THE TASK:
Each line of the listing that contains the word "below" is to be copied.

[SOURCE MATERIAL — start]

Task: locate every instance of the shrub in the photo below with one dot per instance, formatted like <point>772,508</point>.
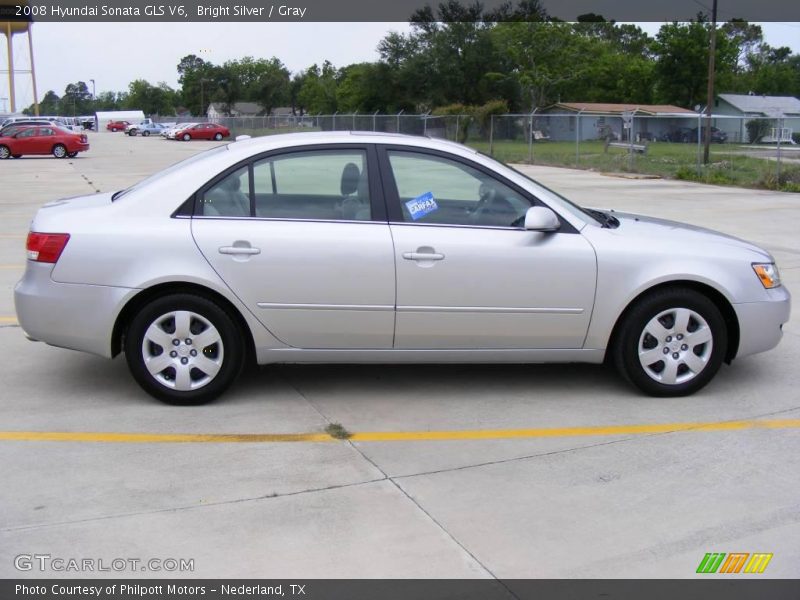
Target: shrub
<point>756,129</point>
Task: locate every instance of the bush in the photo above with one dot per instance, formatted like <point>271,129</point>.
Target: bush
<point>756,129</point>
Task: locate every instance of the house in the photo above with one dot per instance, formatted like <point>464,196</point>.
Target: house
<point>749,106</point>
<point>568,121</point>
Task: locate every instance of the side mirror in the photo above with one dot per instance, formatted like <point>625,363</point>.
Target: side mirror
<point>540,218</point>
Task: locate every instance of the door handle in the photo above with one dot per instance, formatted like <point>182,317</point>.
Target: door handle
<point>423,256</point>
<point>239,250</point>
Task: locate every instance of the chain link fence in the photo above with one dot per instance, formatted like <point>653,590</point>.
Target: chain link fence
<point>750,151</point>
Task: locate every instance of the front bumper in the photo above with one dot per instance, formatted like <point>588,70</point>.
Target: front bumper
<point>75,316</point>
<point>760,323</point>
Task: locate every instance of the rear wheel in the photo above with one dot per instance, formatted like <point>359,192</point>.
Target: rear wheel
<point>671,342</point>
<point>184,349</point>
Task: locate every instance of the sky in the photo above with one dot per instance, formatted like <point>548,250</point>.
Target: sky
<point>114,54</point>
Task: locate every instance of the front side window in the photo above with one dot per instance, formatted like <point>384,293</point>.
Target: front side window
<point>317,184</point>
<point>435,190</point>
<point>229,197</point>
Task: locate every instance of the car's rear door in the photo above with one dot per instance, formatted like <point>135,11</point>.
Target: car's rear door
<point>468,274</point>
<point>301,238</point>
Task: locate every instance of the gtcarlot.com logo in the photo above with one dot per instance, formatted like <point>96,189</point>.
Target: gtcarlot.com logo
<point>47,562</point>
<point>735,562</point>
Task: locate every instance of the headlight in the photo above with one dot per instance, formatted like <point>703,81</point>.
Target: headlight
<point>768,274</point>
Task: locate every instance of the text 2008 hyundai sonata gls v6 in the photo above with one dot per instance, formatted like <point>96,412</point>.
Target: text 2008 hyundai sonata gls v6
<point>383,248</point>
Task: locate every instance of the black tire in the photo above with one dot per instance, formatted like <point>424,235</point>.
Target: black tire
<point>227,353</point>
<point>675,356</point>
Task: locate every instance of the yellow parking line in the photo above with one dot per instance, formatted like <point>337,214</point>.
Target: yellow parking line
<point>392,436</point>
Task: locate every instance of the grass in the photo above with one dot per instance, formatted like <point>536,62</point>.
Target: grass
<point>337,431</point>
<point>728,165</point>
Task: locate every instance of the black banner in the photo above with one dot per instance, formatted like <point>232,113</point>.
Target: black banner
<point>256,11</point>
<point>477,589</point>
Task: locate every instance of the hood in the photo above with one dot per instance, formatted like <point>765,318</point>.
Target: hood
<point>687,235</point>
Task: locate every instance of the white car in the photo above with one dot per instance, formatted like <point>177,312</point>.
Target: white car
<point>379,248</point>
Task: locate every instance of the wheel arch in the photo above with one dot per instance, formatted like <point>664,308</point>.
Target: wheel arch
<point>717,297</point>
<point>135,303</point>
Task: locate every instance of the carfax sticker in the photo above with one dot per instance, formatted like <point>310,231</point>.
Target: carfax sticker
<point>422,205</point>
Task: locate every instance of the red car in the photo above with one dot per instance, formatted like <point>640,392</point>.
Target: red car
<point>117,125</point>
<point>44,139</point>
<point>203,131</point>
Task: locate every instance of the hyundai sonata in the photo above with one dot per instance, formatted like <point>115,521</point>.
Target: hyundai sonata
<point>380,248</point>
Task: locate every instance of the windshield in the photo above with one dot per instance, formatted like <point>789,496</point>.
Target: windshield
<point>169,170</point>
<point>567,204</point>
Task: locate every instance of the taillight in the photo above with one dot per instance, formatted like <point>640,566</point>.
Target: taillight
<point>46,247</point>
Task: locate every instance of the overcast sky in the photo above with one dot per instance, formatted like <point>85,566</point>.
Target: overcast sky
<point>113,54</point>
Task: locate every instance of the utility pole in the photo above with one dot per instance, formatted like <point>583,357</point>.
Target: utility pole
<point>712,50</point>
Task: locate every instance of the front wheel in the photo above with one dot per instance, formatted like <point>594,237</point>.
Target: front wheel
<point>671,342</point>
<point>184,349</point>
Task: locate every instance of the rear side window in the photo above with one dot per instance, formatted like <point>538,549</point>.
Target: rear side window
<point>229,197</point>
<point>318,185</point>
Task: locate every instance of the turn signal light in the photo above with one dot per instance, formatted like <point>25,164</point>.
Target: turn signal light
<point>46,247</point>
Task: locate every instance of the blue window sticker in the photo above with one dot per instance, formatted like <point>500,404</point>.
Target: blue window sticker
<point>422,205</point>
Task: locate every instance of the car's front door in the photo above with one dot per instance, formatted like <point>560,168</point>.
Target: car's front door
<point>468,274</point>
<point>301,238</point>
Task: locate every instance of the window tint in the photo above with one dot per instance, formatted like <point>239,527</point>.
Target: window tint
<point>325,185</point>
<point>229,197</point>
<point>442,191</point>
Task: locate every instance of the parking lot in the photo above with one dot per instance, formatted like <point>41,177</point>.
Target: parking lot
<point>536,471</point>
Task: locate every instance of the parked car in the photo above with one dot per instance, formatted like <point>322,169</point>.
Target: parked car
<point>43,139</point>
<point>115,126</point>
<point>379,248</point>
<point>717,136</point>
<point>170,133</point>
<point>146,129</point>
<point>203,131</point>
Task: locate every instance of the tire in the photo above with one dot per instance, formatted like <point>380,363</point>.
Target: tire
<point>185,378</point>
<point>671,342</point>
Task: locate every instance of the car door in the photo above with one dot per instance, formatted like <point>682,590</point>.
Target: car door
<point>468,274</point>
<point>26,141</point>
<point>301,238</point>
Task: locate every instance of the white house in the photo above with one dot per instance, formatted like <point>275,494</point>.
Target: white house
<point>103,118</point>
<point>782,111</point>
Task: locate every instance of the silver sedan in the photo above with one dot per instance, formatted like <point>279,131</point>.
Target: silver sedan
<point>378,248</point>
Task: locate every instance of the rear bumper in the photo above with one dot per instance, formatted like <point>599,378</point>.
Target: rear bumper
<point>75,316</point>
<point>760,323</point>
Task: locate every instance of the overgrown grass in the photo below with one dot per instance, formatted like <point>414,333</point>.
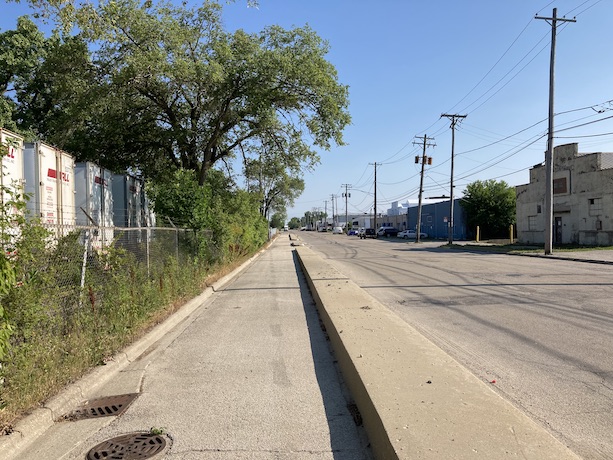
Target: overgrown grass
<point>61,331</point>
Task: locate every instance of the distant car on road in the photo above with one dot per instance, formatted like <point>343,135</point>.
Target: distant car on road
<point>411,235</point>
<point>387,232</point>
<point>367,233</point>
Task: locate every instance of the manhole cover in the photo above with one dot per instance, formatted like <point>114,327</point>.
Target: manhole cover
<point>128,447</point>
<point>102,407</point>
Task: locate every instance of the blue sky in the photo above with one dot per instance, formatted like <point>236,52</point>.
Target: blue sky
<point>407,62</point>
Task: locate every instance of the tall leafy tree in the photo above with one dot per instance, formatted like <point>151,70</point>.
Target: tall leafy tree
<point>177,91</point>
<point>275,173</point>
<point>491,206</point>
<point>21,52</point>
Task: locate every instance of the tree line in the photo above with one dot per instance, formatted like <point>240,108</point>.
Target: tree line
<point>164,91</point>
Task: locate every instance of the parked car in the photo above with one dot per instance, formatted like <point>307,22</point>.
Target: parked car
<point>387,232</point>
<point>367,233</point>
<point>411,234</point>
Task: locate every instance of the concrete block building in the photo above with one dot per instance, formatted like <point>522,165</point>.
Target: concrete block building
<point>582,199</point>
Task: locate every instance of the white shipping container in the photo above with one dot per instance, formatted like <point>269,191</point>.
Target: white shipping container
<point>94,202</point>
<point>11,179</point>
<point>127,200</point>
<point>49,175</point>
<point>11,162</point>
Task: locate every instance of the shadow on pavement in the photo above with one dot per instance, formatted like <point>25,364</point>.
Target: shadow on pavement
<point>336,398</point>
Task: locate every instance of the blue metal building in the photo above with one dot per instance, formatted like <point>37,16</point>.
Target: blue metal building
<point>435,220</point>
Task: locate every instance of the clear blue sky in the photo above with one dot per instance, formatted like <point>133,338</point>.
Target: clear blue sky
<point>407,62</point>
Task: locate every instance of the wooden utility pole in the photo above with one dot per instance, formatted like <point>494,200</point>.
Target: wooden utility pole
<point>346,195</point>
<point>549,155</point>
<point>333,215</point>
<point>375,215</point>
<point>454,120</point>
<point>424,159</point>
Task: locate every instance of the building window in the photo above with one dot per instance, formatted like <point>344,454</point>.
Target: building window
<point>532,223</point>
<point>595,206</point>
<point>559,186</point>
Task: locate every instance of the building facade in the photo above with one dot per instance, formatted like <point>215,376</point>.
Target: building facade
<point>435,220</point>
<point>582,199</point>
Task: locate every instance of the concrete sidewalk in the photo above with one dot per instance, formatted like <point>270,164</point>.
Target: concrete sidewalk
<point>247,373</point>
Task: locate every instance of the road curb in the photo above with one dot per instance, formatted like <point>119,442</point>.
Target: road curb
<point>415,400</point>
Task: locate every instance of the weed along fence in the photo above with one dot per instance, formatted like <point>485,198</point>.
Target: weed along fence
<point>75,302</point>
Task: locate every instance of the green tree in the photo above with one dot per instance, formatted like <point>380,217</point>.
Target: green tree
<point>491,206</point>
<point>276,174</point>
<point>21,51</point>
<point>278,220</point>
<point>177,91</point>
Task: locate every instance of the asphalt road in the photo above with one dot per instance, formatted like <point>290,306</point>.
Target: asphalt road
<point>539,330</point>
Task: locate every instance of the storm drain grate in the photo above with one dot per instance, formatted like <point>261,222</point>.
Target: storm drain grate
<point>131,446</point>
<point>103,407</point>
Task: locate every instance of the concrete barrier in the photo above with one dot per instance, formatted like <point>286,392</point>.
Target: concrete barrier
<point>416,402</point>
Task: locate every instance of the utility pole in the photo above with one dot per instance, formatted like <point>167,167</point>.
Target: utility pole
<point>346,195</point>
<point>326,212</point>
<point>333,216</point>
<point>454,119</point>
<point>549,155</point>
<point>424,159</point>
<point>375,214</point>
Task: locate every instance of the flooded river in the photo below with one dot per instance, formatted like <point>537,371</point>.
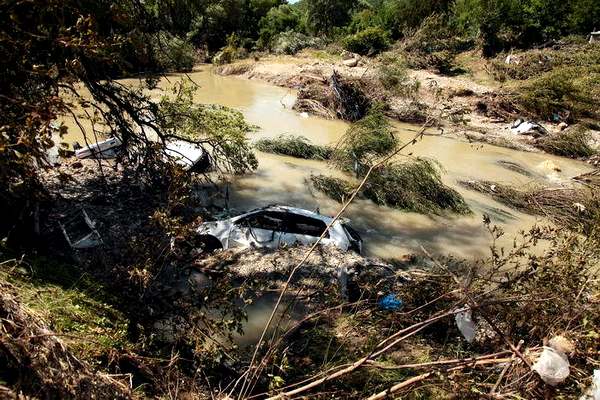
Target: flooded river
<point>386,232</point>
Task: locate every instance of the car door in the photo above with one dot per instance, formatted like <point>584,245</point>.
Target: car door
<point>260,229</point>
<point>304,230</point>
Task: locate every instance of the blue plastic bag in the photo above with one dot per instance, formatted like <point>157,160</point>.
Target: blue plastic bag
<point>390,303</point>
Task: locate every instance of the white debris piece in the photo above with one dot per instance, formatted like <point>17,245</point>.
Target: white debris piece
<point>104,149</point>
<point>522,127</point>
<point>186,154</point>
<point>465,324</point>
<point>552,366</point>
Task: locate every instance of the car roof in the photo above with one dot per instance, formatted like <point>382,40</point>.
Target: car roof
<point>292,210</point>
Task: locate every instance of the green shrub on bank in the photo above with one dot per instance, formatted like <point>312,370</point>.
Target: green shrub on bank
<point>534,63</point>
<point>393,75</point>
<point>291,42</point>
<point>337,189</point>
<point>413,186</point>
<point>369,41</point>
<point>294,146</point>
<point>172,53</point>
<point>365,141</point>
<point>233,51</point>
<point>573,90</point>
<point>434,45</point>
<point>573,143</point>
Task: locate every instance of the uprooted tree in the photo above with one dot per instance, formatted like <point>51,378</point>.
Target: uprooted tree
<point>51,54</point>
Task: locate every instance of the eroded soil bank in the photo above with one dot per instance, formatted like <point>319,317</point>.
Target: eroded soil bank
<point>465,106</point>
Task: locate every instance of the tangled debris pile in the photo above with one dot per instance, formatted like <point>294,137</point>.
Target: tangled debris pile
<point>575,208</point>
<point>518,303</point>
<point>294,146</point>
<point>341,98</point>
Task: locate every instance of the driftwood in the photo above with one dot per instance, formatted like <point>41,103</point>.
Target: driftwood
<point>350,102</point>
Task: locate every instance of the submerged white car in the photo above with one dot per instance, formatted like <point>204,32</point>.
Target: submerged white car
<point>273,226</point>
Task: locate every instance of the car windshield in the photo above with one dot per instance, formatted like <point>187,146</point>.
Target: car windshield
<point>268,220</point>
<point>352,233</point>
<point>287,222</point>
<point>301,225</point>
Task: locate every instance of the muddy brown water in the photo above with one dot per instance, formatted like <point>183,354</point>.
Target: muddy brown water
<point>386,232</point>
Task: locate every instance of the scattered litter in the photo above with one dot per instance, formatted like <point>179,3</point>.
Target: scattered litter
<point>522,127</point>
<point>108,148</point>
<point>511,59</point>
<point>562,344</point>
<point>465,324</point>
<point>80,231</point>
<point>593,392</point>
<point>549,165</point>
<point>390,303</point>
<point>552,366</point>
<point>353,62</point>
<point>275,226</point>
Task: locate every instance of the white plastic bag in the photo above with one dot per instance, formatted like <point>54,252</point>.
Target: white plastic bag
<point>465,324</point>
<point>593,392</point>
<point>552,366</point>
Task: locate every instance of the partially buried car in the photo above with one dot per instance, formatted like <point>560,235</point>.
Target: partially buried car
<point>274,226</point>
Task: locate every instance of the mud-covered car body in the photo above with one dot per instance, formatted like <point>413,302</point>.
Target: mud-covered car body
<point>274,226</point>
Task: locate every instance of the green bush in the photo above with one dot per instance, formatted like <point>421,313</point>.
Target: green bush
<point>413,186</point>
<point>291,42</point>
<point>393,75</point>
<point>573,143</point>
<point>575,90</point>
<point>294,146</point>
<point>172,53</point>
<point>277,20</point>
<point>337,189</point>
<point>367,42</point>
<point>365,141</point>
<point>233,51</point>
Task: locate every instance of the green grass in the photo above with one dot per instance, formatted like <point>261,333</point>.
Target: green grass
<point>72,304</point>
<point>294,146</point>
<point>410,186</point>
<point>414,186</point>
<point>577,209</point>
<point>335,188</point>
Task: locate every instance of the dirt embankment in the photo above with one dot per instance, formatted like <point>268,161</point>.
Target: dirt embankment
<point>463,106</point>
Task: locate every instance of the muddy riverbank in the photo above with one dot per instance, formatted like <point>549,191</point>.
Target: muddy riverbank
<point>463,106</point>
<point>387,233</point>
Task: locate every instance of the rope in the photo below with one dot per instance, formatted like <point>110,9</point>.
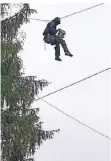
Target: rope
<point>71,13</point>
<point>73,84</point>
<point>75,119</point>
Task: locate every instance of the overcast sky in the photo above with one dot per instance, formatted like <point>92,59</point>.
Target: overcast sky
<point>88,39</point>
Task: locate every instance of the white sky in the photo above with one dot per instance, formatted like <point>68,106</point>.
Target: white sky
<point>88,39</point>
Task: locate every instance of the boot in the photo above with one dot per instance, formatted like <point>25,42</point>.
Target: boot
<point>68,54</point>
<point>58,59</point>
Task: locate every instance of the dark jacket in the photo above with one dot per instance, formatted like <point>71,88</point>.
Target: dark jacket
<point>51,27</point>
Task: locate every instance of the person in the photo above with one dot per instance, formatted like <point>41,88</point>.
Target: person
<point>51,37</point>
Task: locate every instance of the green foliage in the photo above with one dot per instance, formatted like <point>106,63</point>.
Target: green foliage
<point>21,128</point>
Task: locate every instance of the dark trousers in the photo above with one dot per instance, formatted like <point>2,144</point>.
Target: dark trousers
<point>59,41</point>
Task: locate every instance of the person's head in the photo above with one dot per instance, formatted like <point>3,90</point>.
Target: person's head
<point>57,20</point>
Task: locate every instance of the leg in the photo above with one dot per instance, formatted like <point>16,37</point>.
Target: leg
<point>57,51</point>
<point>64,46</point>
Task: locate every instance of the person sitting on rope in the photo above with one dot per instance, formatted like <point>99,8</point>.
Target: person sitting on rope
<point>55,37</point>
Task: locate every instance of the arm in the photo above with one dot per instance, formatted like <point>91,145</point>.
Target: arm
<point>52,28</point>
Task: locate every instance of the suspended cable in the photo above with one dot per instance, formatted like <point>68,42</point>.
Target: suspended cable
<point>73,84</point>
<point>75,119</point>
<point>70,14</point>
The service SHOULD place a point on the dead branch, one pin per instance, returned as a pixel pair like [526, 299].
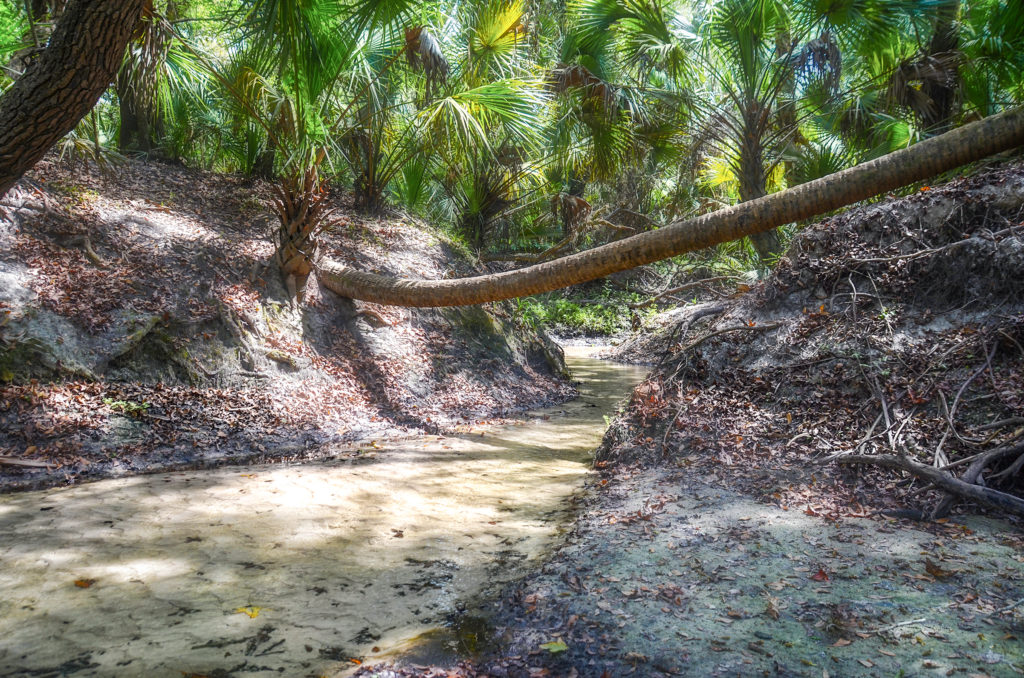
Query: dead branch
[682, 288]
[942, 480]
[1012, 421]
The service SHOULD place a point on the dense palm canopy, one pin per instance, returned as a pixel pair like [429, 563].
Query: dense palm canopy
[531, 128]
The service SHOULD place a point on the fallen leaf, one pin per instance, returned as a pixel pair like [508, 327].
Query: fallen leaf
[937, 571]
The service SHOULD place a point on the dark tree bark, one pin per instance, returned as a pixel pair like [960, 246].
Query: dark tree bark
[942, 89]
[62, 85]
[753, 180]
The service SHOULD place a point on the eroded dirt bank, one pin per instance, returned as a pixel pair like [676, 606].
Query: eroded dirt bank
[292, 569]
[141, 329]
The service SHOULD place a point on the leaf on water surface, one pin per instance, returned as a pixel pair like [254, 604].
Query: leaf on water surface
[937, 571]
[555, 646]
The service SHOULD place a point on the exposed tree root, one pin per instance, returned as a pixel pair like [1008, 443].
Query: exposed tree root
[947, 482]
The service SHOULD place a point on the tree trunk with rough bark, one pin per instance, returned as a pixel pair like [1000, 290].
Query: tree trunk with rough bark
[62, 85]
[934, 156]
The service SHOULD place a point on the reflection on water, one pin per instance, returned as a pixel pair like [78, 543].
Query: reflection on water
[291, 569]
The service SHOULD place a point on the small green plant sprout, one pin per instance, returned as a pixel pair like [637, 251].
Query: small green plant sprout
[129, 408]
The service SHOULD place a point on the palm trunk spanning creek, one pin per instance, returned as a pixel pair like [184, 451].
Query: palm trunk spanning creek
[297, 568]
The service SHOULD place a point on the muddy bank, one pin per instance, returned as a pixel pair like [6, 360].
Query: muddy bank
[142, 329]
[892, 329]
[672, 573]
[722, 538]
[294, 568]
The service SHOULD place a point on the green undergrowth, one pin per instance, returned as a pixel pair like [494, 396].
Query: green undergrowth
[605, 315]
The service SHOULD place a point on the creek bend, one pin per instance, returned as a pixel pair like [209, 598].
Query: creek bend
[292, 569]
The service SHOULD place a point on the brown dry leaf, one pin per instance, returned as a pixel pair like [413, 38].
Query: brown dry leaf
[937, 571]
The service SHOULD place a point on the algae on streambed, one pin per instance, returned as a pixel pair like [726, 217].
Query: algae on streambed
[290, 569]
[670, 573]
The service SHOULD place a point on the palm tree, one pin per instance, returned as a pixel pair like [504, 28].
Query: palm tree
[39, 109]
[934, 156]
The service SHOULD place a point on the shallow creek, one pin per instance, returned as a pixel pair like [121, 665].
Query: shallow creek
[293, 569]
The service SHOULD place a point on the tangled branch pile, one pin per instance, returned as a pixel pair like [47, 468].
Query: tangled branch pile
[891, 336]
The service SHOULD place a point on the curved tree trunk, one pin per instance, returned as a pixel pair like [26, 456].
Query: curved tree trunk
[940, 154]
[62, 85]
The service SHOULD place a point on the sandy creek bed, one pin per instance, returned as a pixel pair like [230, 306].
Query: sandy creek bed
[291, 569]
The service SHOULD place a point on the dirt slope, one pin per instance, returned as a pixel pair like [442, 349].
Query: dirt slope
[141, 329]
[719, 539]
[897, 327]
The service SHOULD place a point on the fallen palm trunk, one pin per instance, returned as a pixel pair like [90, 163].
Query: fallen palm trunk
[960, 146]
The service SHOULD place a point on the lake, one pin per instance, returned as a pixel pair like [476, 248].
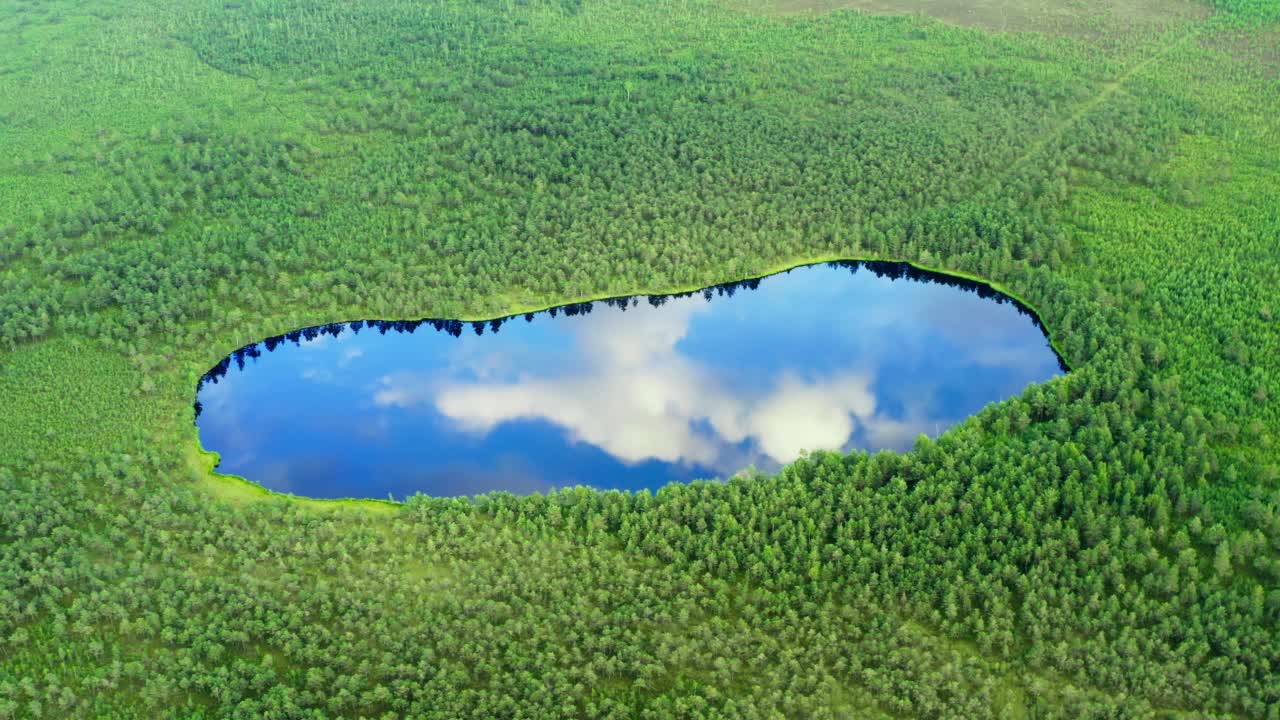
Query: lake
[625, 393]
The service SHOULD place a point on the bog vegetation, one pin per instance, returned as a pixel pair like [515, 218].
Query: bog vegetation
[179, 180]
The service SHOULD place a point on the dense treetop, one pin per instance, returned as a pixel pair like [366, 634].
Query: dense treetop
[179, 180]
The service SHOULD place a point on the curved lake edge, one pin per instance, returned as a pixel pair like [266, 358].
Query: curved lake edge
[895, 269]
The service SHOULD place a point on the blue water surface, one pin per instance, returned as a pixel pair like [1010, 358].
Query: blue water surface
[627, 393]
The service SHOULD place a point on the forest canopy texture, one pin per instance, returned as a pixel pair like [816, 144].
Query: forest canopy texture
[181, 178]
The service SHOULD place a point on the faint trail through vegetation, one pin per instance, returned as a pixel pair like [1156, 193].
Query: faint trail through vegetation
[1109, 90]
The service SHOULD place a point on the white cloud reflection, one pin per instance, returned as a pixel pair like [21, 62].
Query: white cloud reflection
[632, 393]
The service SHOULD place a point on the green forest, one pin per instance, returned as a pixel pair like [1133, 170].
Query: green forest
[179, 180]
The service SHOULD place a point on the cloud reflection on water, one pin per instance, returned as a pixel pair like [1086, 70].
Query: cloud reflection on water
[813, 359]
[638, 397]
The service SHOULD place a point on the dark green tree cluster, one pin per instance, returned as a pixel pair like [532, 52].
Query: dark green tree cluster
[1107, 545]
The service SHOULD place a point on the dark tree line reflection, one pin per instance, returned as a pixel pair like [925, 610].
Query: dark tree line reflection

[SOURCE MATERIAL — finish]

COMPLETED TASK:
Task: locate every instance of the shrub in the photo below with one dot per instance, formatted like <point>772,508</point>.
Task: locate every instance of the overgrown grass in the photo below with one dot per instance, formatted like <point>414,333</point>.
Task: locate every instance of the flooded river in the photo below with one dot per instance, formatted like <point>537,371</point>.
Task: locate every instance of the rope in the photo below with one dot per instance, formatted like <point>110,9</point>.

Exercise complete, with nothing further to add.